Aim of the task
Resume the travel piece on small Italian towns below, starting right after its final sentence.

Source
####

This postcard-perfect town can be found between Tuscany and Lazio. The entire city looks like it was carved out of a rock face by the Etruscan people who once used this place as a settlement. It’s certainly a gem that’s a bit off-the-beaten path. And while it may be small, the winding alleyways, stone archways, and cobblestone streets make it feel like a grand adventure to explore. Pitigliano is known for its collection of grand synagogues so make sure to give those a visit before you leave.

Arezzo

This small, colorful city can be found on top of the Tuscan hills. The views here are incredible, especially when looking out over the rolling hills and vineyards. It’s located just outside of Florence, which makes it a great city for a day trip. Arezzo is a top spot to see Florentine architecture, outside of Florence, and offers tons of natural beauty. If you want to see the city at its best, make sure to visit in the summer. Those stopping by in July will be met with plenty of live entertainment and markets. It’s not a very popular stop for tourists so you can expect to soak up lots of authentic, local culture amongst real Italians.

####

Dataset excerpts
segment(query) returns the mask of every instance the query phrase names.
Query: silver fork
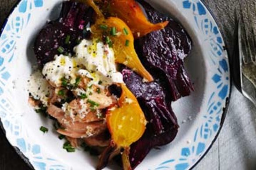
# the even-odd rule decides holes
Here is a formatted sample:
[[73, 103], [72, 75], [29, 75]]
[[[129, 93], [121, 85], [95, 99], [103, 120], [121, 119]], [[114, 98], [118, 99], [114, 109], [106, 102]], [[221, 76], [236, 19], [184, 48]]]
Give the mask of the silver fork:
[[237, 88], [256, 106], [256, 3], [246, 1], [245, 7], [240, 3], [240, 16], [236, 16], [238, 45], [234, 47], [232, 71]]

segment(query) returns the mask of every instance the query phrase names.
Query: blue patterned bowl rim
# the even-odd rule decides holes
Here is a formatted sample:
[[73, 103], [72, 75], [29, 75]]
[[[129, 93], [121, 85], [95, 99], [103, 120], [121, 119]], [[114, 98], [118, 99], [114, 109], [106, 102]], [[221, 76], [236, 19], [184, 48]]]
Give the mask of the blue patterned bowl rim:
[[[18, 1], [15, 3], [15, 4], [13, 8], [11, 10], [11, 12], [10, 12], [9, 15], [8, 16], [11, 16], [12, 14], [14, 11], [14, 10], [17, 8], [17, 7], [19, 6], [19, 5], [20, 5], [20, 3], [21, 2], [24, 1], [27, 1], [27, 0], [18, 0]], [[42, 1], [42, 3], [43, 3], [43, 1], [44, 1], [44, 0], [34, 0], [35, 2], [38, 1], [39, 3], [40, 3], [40, 2], [41, 2], [41, 1]], [[184, 7], [186, 5], [185, 4], [186, 3], [190, 3], [190, 1], [191, 1], [190, 0], [179, 0], [183, 1]], [[217, 20], [216, 19], [216, 18], [215, 18], [214, 14], [213, 14], [213, 13], [211, 11], [210, 9], [205, 4], [205, 3], [203, 2], [203, 1], [202, 1], [201, 0], [198, 0], [198, 2], [197, 2], [198, 3], [202, 3], [202, 4], [203, 4], [203, 7], [205, 7], [206, 8], [206, 9], [205, 9], [205, 10], [207, 10], [207, 12], [210, 12], [210, 14], [211, 16], [213, 17], [213, 21], [216, 23], [216, 24], [217, 25], [218, 31], [219, 31], [220, 32], [220, 36], [221, 37], [221, 38], [222, 39], [222, 40], [224, 41], [224, 42], [223, 43], [225, 45], [226, 44], [225, 40], [223, 38], [223, 34], [221, 33], [221, 31], [219, 29], [219, 27], [218, 26], [218, 24], [217, 22]], [[8, 18], [7, 18], [5, 19], [5, 20], [4, 22], [4, 23], [3, 24], [3, 25], [2, 25], [2, 27], [1, 27], [2, 28], [0, 30], [0, 39], [1, 38], [1, 37], [2, 35], [2, 34], [4, 32], [4, 30], [7, 24], [8, 21], [9, 21]], [[229, 51], [228, 51], [228, 50], [227, 50], [227, 52], [228, 53], [228, 65], [229, 65], [229, 63], [230, 63], [230, 58], [229, 57], [230, 54], [229, 54]], [[228, 68], [229, 68], [229, 67]], [[217, 137], [218, 137], [218, 135], [220, 132], [220, 130], [223, 127], [223, 124], [224, 123], [225, 118], [226, 117], [227, 111], [228, 109], [228, 107], [229, 106], [229, 101], [230, 101], [230, 97], [231, 95], [231, 85], [231, 85], [232, 84], [232, 81], [231, 81], [232, 77], [231, 77], [231, 74], [230, 71], [229, 71], [229, 78], [230, 78], [229, 84], [228, 85], [229, 90], [228, 91], [228, 93], [227, 95], [227, 96], [226, 98], [225, 105], [224, 107], [223, 107], [223, 112], [222, 112], [222, 113], [221, 114], [221, 117], [220, 123], [220, 126], [218, 129], [217, 132], [216, 133], [216, 135], [215, 136], [215, 137], [214, 137], [213, 139], [212, 140], [211, 144], [210, 145], [210, 146], [209, 146], [209, 147], [208, 147], [208, 148], [206, 149], [205, 150], [203, 151], [203, 154], [202, 154], [202, 155], [199, 158], [199, 159], [198, 159], [197, 160], [196, 160], [196, 161], [195, 161], [193, 163], [193, 164], [192, 166], [190, 166], [190, 167], [189, 167], [189, 169], [192, 169], [194, 167], [195, 167], [200, 161], [200, 160], [201, 160], [203, 158], [203, 157], [207, 154], [208, 152], [209, 152], [209, 151], [210, 150], [210, 149], [212, 147], [212, 145], [213, 145], [213, 144], [214, 143], [215, 141], [217, 139]], [[2, 76], [3, 76], [3, 75], [2, 75]], [[2, 78], [3, 78], [3, 76], [2, 76]], [[2, 121], [1, 121], [1, 115], [0, 114], [0, 128], [1, 128], [2, 129], [4, 133], [5, 134], [6, 134], [7, 132], [5, 130], [5, 129], [4, 128], [4, 126], [3, 125], [3, 122], [2, 122]], [[9, 139], [7, 138], [7, 139], [9, 140]], [[24, 160], [28, 165], [28, 166], [31, 168], [32, 168], [32, 169], [34, 169], [35, 167], [36, 167], [36, 166], [35, 166], [35, 165], [34, 163], [31, 163], [30, 160], [29, 160], [29, 159], [28, 158], [27, 158], [27, 157], [23, 154], [22, 151], [21, 150], [21, 148], [18, 146], [13, 146], [13, 147], [14, 148], [15, 151], [17, 152], [17, 153], [18, 154], [19, 154], [21, 156], [21, 157]], [[170, 162], [171, 162], [171, 160], [170, 161]], [[163, 163], [160, 165], [160, 167], [158, 167], [158, 168], [156, 168], [156, 169], [157, 169], [157, 170], [158, 170], [158, 169], [164, 169], [164, 167], [160, 167], [160, 166], [161, 165], [163, 164], [164, 163], [165, 163], [164, 162]], [[188, 167], [187, 167], [184, 168], [184, 169], [182, 168], [176, 168], [176, 169], [178, 170], [183, 170], [183, 169], [185, 170], [185, 169], [187, 169], [187, 168], [188, 168]], [[38, 168], [38, 167], [37, 167], [37, 168]], [[36, 169], [37, 169], [38, 168], [36, 168]], [[43, 170], [43, 169], [40, 169], [39, 168], [38, 169], [42, 169]]]

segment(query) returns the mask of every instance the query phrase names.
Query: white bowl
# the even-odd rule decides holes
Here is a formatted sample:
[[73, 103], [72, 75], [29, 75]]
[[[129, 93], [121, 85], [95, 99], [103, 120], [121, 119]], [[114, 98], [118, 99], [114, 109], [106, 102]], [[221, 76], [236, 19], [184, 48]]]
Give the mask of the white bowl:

####

Result for this task
Pisa

Visiting the Leaning Tower of Pisa is an absolute must while visiting Italy. Lucky for Tuscan road travelers is that Pisa is located in Tuscany. Spend some time getting the perfect photo of the tower and then lounging on the grass beside it to rest your legs. While many travelers check out the tower and leave right away, the city of Pisa does have more to offer. Take a walk along the River Arno to view the lovely scene of houses and gardens. Other highlights include the Baptistery, Camposanto, and the Duomo di Pisa. If you’d like to do some shopping and get yourself a few souvenirs, visit the Corso Italia, a pedestrian-only shopping street that’s less crowded and touristy than the one in Florence.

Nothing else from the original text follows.